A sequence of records

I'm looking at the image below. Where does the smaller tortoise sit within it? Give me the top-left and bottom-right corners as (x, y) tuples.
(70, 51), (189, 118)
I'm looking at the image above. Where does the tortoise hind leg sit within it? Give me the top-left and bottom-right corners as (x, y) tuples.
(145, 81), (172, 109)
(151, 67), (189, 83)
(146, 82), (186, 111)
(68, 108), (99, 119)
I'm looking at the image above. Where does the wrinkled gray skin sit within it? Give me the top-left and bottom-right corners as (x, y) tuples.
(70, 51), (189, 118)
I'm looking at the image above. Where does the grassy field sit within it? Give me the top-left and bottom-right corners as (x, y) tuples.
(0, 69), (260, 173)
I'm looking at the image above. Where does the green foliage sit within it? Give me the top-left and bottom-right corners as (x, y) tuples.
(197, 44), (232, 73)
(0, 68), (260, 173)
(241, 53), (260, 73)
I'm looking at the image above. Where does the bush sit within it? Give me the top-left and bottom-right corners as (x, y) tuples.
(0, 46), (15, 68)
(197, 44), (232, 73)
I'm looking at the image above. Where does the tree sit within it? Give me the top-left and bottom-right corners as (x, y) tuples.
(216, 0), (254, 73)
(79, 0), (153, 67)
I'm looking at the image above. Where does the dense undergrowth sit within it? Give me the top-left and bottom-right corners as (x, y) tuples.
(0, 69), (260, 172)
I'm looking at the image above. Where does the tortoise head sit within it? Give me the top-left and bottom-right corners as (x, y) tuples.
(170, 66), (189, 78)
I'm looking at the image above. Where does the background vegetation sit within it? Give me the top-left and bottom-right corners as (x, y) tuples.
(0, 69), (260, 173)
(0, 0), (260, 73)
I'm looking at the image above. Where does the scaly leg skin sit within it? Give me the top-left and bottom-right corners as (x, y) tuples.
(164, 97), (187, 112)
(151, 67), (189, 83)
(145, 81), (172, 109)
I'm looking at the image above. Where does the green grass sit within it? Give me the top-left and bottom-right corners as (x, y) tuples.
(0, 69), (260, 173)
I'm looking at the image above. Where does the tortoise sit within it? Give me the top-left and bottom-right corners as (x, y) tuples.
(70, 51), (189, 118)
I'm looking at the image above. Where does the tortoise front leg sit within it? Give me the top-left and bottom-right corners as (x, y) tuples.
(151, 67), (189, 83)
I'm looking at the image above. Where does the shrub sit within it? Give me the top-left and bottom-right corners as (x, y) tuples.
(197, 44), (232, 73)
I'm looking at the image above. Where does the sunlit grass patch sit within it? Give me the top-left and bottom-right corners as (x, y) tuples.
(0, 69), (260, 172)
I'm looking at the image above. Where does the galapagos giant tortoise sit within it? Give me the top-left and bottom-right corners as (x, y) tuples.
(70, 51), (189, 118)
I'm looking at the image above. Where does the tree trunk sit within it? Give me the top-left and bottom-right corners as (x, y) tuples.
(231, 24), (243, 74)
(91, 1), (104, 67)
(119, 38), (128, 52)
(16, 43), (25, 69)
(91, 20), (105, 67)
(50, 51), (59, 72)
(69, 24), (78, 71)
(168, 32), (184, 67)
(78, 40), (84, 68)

_Given request_
Copy out every one of the records above verbatim, keeping them in the same order.

_Exercise result_
I'm looking at the image below. Where does the smaller tortoise sit within it? Give me the top-left and bottom-right corners as (x, y) tuples.
(70, 51), (189, 118)
I'm looking at the image above. Where does the tortoise hind leg sit within it? Give me the top-left and bottom-right corners as (x, y) tuples.
(145, 81), (172, 109)
(151, 67), (189, 83)
(146, 82), (186, 111)
(68, 108), (99, 119)
I'm looking at the image above. Where does the wrinkled gray skin sit within it? Give me the top-left and bottom-right corners as (x, y) tuples.
(70, 51), (189, 118)
I'm looking at the image above. Where does the grassy field sit within it? Give me the top-left and bottom-right corners as (x, y) tuples.
(0, 69), (260, 173)
I'm looking at the image above. Where does the green foliage sit within it? Give me the top-left and bottom-right corners as (x, y) tuples.
(197, 44), (232, 73)
(0, 68), (260, 173)
(241, 53), (260, 73)
I'm looking at the image above. Where does the bush sit within it? Give me the top-left and bottom-right corners as (x, y) tuples.
(0, 46), (15, 68)
(197, 44), (232, 73)
I'm looking at the image above. Where does the tree sit within it? Give me the top-left and bottom-right corners as (x, y) tuples.
(216, 0), (254, 73)
(79, 0), (153, 67)
I'm looking at the image above. Where does the dense undergrowth sit within it? Give me the top-left and bottom-right corners as (x, y) tuples.
(0, 69), (260, 172)
I'm looking at the image above. Where does the tortoise head sit within it? Give me the top-left and bottom-right corners as (x, y) tuples.
(170, 66), (189, 78)
I'm looking at the image above. Where does the background vegetation sit within it? Give me the top-left and bottom-right corners as (x, y) tuples.
(0, 69), (260, 173)
(0, 0), (260, 73)
I'm looking at the image above. Where does the scaly leg skin sit within it? Give me the top-left and bottom-right corners as (x, y) tuples.
(164, 97), (187, 112)
(151, 67), (189, 83)
(145, 81), (172, 109)
I'm looking at the image above. Where does the green grass sit within it? Give me the top-left and bottom-right corners as (x, y) tuples.
(0, 69), (260, 173)
I'm looking at the image above. Where does the tortoise sit within it? Give me the top-left and bottom-right corners as (x, y) tuples.
(70, 51), (189, 118)
I'm looking at the image above. Where does the tortoise front leg sit within it? Give me the top-left and bottom-right corners as (x, y) tuples.
(151, 67), (189, 83)
I'm looking at the image above. Where does the shrub sit within it? Give me the top-left and bottom-right corners as (x, y) tuples.
(197, 44), (232, 73)
I'm looking at the image above. Where does the sunlit grass patch sit within it? Give me the top-left and bottom-right corners as (x, y) tuples.
(0, 69), (260, 172)
I'm looking at the image above. Where does the galapagos giant tortoise sit within it? Give me the top-left and bottom-right corners as (x, y) tuples.
(70, 51), (189, 118)
I'm looking at the image above. Where does the tree trunk sit within it? Give me the top-left and bottom-right corners as (x, y) tuples.
(231, 24), (243, 74)
(91, 1), (104, 67)
(119, 38), (128, 52)
(16, 43), (25, 69)
(91, 20), (105, 67)
(50, 51), (59, 72)
(69, 24), (78, 71)
(168, 32), (184, 67)
(78, 40), (84, 68)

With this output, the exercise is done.